▶ [EXERCISE INSTRUCTIONS]:
In the data below, report every line that contains the string "ocean". Match case exactly.

==*==

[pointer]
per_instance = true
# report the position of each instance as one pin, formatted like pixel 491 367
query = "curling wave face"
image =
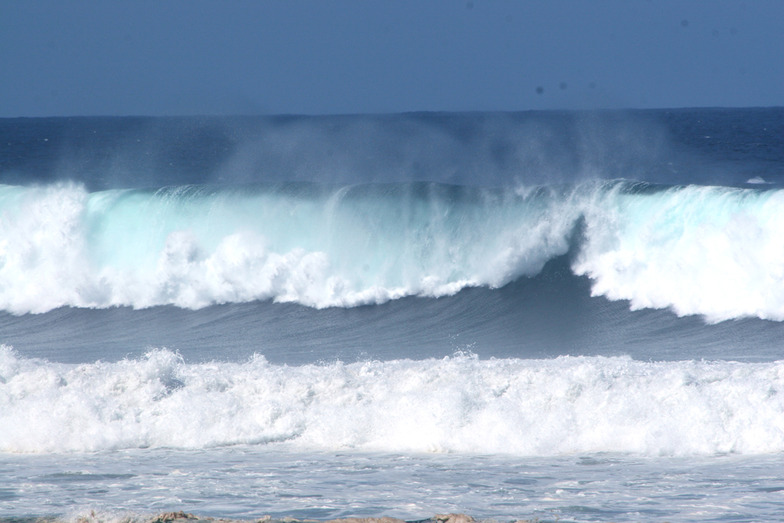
pixel 710 251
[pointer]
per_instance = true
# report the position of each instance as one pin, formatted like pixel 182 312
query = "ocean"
pixel 571 316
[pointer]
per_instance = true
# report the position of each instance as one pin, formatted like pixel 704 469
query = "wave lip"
pixel 697 250
pixel 458 404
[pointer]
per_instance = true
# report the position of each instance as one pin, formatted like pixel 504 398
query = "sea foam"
pixel 456 404
pixel 711 251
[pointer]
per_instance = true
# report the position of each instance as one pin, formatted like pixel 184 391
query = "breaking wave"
pixel 705 250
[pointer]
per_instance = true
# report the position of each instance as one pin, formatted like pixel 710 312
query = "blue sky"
pixel 180 57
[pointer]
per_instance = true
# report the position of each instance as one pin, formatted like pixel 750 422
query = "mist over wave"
pixel 455 404
pixel 710 251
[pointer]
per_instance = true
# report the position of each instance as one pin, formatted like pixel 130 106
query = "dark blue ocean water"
pixel 572 316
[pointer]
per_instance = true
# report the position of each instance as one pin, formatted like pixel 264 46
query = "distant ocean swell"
pixel 711 251
pixel 455 404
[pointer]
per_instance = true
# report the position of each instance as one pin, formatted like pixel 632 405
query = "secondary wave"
pixel 455 404
pixel 712 251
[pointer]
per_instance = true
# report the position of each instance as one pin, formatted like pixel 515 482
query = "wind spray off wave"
pixel 712 251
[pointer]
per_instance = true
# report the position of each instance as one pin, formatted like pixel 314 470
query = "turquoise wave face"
pixel 712 251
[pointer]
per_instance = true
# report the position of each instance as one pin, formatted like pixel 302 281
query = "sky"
pixel 188 57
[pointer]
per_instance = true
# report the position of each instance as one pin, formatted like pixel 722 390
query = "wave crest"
pixel 712 251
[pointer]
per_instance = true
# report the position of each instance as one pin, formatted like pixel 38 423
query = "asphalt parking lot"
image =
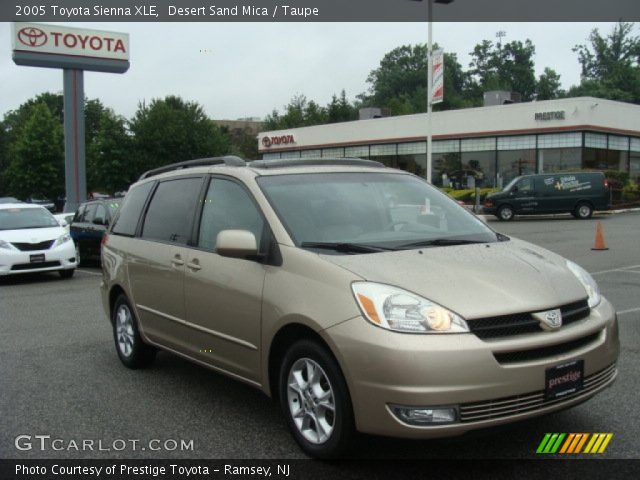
pixel 60 376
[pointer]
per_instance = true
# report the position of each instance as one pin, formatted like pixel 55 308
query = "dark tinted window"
pixel 89 213
pixel 171 210
pixel 79 214
pixel 227 206
pixel 100 214
pixel 127 220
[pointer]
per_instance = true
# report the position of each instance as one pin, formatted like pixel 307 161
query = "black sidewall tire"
pixel 67 273
pixel 340 441
pixel 142 355
pixel 502 209
pixel 583 217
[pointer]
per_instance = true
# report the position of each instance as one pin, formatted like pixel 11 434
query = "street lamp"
pixel 430 78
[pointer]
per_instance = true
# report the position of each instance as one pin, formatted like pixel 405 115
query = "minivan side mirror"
pixel 236 244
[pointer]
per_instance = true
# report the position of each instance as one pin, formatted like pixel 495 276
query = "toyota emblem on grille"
pixel 32 37
pixel 549 320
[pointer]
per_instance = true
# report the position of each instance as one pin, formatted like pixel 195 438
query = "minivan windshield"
pixel 369 212
pixel 23 218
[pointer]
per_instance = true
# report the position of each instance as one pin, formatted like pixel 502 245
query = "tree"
pixel 548 85
pixel 170 130
pixel 36 156
pixel 340 110
pixel 400 82
pixel 610 65
pixel 109 155
pixel 504 67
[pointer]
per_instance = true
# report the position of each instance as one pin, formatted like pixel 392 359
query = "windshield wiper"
pixel 345 247
pixel 440 242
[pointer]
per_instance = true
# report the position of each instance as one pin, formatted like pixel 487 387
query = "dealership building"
pixel 486 146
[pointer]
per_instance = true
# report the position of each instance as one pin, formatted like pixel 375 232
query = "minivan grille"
pixel 32 247
pixel 33 266
pixel 545 352
pixel 521 323
pixel 529 402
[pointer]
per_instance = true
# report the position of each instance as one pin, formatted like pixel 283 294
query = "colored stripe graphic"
pixel 573 443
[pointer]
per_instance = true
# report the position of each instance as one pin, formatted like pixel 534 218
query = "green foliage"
pixel 548 86
pixel 631 192
pixel 300 112
pixel 170 130
pixel 36 156
pixel 504 67
pixel 400 82
pixel 610 65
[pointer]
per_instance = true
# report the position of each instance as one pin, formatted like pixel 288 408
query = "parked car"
pixel 64 219
pixel 32 240
pixel 577 193
pixel 89 224
pixel 301 279
pixel 44 202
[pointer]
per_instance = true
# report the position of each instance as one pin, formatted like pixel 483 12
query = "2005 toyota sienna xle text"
pixel 359 296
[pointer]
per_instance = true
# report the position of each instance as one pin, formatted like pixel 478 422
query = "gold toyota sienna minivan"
pixel 359 296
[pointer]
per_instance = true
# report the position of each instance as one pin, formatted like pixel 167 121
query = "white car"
pixel 32 240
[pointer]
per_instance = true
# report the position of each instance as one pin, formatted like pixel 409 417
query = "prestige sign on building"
pixel 54 46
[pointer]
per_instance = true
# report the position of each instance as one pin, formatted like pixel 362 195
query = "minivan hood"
pixel 31 235
pixel 475 281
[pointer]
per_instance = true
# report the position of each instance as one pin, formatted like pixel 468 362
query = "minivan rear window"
pixel 170 213
pixel 127 220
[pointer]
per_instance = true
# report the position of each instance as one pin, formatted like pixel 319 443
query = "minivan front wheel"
pixel 505 213
pixel 132 350
pixel 315 400
pixel 583 211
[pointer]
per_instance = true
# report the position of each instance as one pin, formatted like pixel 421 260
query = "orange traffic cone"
pixel 599 245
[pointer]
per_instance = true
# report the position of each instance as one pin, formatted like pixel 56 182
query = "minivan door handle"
pixel 177 261
pixel 194 265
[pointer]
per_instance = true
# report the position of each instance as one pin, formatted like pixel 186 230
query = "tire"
pixel 78 257
pixel 67 273
pixel 321 432
pixel 505 213
pixel 583 211
pixel 131 349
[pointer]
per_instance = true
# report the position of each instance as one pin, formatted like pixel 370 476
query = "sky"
pixel 239 70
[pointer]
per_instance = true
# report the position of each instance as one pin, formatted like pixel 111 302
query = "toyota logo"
pixel 32 37
pixel 549 320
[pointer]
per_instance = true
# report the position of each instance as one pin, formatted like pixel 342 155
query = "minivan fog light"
pixel 424 415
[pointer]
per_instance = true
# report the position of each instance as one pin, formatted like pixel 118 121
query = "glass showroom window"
pixel 602 159
pixel 513 163
pixel 445 167
pixel 560 159
pixel 479 165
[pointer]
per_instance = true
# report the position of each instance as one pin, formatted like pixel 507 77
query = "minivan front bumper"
pixel 386 369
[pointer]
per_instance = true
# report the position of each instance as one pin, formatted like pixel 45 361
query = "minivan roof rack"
pixel 312 162
pixel 229 160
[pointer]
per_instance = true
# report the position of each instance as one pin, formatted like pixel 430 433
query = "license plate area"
pixel 563 380
pixel 36 258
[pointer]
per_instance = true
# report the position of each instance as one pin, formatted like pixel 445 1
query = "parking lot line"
pixel 621 269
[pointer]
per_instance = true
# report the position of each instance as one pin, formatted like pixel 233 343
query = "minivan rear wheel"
pixel 132 350
pixel 583 211
pixel 315 400
pixel 505 213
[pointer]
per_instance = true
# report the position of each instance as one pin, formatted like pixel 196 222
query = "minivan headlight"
pixel 396 309
pixel 63 239
pixel 587 282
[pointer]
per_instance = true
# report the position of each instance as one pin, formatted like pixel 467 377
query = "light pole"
pixel 430 79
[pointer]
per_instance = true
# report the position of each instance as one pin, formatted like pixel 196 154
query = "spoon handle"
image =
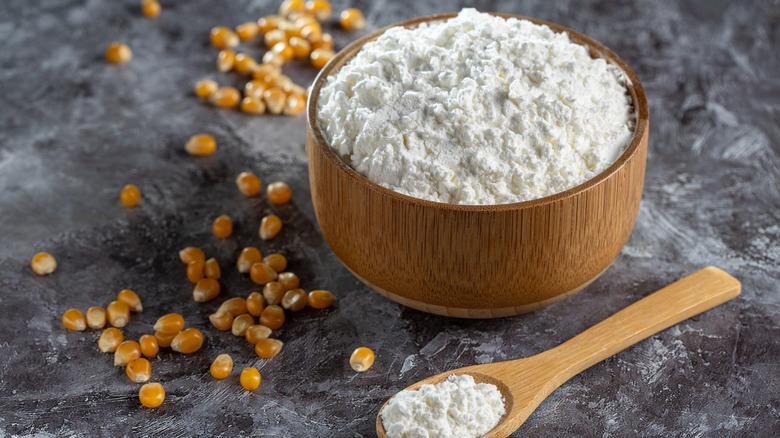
pixel 676 302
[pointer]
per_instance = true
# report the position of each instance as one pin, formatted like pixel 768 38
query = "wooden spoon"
pixel 524 383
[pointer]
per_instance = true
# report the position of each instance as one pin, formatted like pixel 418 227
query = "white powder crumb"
pixel 477 109
pixel 454 408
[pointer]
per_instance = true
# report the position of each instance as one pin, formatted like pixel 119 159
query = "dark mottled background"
pixel 74 130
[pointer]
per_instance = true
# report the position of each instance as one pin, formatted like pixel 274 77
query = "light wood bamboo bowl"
pixel 476 261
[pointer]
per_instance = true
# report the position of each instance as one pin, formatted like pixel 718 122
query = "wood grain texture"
pixel 526 382
pixel 476 261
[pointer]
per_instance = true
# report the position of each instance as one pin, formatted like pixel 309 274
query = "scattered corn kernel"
pixel 74 320
pixel 130 196
pixel 139 370
pixel 362 359
pixel 110 339
pixel 222 366
pixel 321 299
pixel 151 395
pixel 118 53
pixel 126 352
pixel 250 379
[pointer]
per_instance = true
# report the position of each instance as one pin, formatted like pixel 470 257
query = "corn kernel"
pixel 295 300
pixel 206 290
pixel 118 53
pixel 321 299
pixel 221 320
pixel 222 227
pixel 267 348
pixel 126 352
pixel 190 254
pixel 118 313
pixel 149 345
pixel 222 366
pixel 241 323
pixel 171 323
pixel 250 379
pixel 256 332
pixel 188 341
pixel 43 263
pixel 255 303
pixel 96 317
pixel 130 298
pixel 248 257
pixel 110 339
pixel 74 320
pixel 270 226
pixel 139 370
pixel 130 196
pixel 272 317
pixel 201 145
pixel 223 37
pixel 151 395
pixel 352 19
pixel 362 359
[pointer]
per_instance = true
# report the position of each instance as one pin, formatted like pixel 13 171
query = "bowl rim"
pixel 596 49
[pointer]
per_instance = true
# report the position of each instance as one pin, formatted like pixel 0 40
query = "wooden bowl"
pixel 476 261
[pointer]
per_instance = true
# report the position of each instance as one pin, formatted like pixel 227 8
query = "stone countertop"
pixel 74 130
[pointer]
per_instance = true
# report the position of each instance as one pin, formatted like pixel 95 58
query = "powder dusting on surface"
pixel 476 110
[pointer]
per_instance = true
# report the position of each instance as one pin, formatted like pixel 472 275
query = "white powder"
pixel 456 407
pixel 476 110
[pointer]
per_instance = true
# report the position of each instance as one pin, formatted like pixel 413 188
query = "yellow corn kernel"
pixel 272 317
pixel 222 227
pixel 222 366
pixel 126 352
pixel 226 97
pixel 321 299
pixel 74 320
pixel 110 339
pixel 118 313
pixel 362 359
pixel 270 226
pixel 226 60
pixel 223 37
pixel 267 348
pixel 320 57
pixel 149 345
pixel 150 8
pixel 295 300
pixel 43 263
pixel 247 31
pixel 190 254
pixel 130 298
pixel 250 379
pixel 188 341
pixel 139 370
pixel 130 196
pixel 212 269
pixel 352 19
pixel 221 320
pixel 206 290
pixel 118 53
pixel 241 323
pixel 277 262
pixel 256 332
pixel 171 323
pixel 151 395
pixel 255 303
pixel 201 145
pixel 96 317
pixel 195 271
pixel 248 257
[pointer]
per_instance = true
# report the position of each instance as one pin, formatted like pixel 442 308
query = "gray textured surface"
pixel 73 130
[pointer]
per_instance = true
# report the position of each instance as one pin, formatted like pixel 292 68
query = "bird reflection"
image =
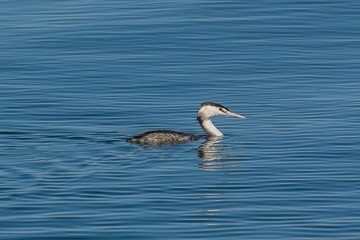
pixel 213 154
pixel 209 150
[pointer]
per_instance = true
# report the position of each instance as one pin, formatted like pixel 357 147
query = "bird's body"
pixel 166 137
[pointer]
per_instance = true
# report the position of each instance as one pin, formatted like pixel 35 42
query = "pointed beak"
pixel 232 114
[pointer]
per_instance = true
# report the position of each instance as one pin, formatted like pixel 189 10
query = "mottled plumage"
pixel 166 137
pixel 163 137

==*==

▶ [SOLUTION]:
query = "ocean"
query = "dark blue ocean water"
query = "distant ocean swell"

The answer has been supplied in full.